Short task a -
In the records below, please repeat the lines exactly, beginning at the line that contains "Ground the bird's eye visible above." and stopping after the line that contains "[298,274,400,303]".

Page extract -

What did you expect to see?

No panic

What did you see instead?

Panic

cc @randall77 @bcmills @jayconrod

This is coming from the cmd/vet subprocess.

The failing line is here:

p.typCache[uint64(i)] = pt

That map is a field on an unshared, local struct of type iimporter, and is initialized unconditionally just above:

typCache: make(map[uint64]types.Type),

This looks like a compiler or runtime bug to me.

CC @mdempsky @aclements @mknyszek @ianlancetaylor

Marking as release-blocker to at least triage before 1.14. (If we understand the root cause better, we can reprioritize as appropriate.)

There have been a bunch of bug reports recently that all smell like memory corruption. This one, #35621, #35326, #35592, #35658.

I compiled cmd/vet at the indicating commit (0ac8739) and got the exact same binary, as far as I can tell. The assembly language, with the indicated SEGV is here:

   0x0000000000410ff1 <+33>:    mov    0x48(%rsp),%rax
   0x0000000000410ff6 <+38>:    test   %rax,%rax
   0x0000000000410ff9 <+41>:    je     0x4112f3 <runtime.mapassign_fast64+803>
   0x0000000000410fff <+47>:    movzbl 0x8(%rax),%ecx     <====================SEGV

So we are loading the argument h (type hmap) into %rax and jumping to a panic if it is nil/zero (first three assembly instructions). But then when we do a load through (%rax), we are getting a SEGV and the address for the SEGV is indicated as 0 ("unexpected fault address 0x0")

Short task b -
Write out the passage of the Go panic discussion above, starting at the words "That map is" and ending after "runtime bug to me.".

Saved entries
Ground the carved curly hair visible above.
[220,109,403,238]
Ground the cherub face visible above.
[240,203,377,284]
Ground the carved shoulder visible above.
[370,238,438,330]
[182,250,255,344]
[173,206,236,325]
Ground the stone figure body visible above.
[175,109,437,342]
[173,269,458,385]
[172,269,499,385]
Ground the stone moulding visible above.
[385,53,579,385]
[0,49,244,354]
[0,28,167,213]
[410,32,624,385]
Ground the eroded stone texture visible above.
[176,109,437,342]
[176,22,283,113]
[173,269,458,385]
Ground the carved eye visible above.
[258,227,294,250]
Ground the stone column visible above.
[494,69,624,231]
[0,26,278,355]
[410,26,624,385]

--

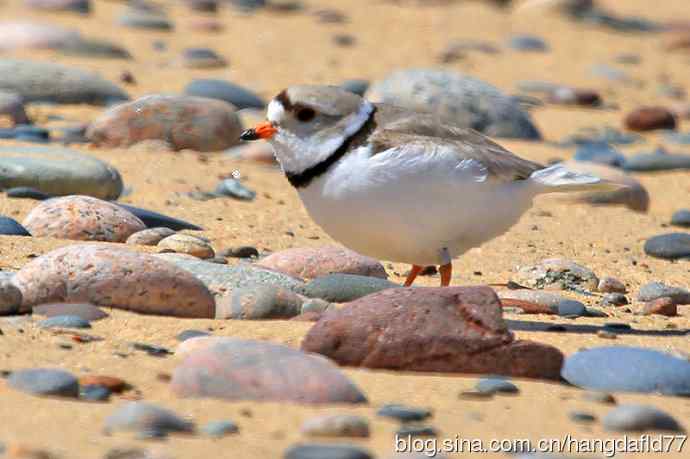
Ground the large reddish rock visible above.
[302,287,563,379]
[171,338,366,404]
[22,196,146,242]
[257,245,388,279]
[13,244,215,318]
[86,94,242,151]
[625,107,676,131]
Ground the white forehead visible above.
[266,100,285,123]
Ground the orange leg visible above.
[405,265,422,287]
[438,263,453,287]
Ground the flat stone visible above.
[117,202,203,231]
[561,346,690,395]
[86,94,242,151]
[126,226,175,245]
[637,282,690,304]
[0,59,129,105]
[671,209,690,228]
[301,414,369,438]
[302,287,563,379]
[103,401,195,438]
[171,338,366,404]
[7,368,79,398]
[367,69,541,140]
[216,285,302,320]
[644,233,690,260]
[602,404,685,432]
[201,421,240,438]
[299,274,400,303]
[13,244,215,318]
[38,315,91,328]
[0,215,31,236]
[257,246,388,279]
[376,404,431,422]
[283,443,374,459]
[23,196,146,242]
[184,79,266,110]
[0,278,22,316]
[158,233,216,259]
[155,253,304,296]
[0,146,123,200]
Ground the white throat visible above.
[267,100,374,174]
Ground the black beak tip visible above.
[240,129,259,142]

--

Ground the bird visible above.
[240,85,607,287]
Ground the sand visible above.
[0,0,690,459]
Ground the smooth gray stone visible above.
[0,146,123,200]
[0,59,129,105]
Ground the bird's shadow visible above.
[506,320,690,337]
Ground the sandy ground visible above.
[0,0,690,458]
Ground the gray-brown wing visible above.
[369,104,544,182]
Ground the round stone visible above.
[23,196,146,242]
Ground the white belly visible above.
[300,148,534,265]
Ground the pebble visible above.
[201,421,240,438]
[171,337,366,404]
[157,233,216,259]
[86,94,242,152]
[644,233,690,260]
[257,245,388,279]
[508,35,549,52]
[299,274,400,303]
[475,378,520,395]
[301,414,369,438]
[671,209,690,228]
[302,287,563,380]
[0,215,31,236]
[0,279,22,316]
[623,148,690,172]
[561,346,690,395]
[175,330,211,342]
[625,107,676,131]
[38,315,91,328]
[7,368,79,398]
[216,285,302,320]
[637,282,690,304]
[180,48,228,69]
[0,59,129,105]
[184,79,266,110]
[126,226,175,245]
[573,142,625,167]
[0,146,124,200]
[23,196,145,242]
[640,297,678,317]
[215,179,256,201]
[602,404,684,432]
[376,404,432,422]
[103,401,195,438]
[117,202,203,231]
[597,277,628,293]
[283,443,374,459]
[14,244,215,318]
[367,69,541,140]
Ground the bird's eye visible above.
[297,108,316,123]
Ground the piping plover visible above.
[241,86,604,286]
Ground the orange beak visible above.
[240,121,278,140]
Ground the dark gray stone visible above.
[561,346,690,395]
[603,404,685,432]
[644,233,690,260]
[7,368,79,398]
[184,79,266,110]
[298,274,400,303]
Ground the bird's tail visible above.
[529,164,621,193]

Expected answer a -
Ground the bird's eye visible above.
[297,108,316,123]
Ground the piping plover visible above.
[241,86,604,286]
Ground the orange beak visible above.
[240,121,278,140]
Ground the dark gray stone visible above.
[561,346,690,395]
[603,404,685,432]
[644,233,690,260]
[7,368,79,398]
[184,79,266,110]
[298,274,400,303]

Expected answer b -
That map is a field on an unshared, local struct of type iimporter, and is initialized unconditionally just above:

typCache: make(map[uint64]types.Type),

This looks like a compiler or runtime bug to me.